Reading text
▼

Update to 2.3.2 Failed, Now Can't Update at All

xenium1024

First, I have to get this off my chest: I'm a bit annoyed. I switched from a Linux based firewall to pfSense a couple of years ago because pfSense was known to be the most stable, dependable, reliable solution among the easy to use, GUI-based open source firewall projects. These last few update cycles though it seems like each update just breaks harder and harder and requires more and more administrative effort just to get back to a stable, usable system again. I'm a pretty competent engineer, so I'm comfortable digging in when I have to, but damn, I really shouldn't have to do a multiple-day deep-dive of pfSense and BSD every time I hit the flashing "update now!" icon on the GUI dashboard. That's just pathetic. Do new production releases of pfSense even get any serious testing any more? How can there be such major regressions in every new release, even minor releases? Sigh. Ok, end rant. Here's my issue and the history leading up to it…

I'm running the nano version of pfSense on Alix hardware.

▲

Source excerpt

▼

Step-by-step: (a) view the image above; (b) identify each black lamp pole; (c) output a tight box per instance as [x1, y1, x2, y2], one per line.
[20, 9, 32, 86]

▲

List every quality that the pfSense forum post says pfSense was known for when the writer switched to it. Rely only on the pfSense forum post, not on the material.

The completed task
- Stable
- Dependable
- Reliable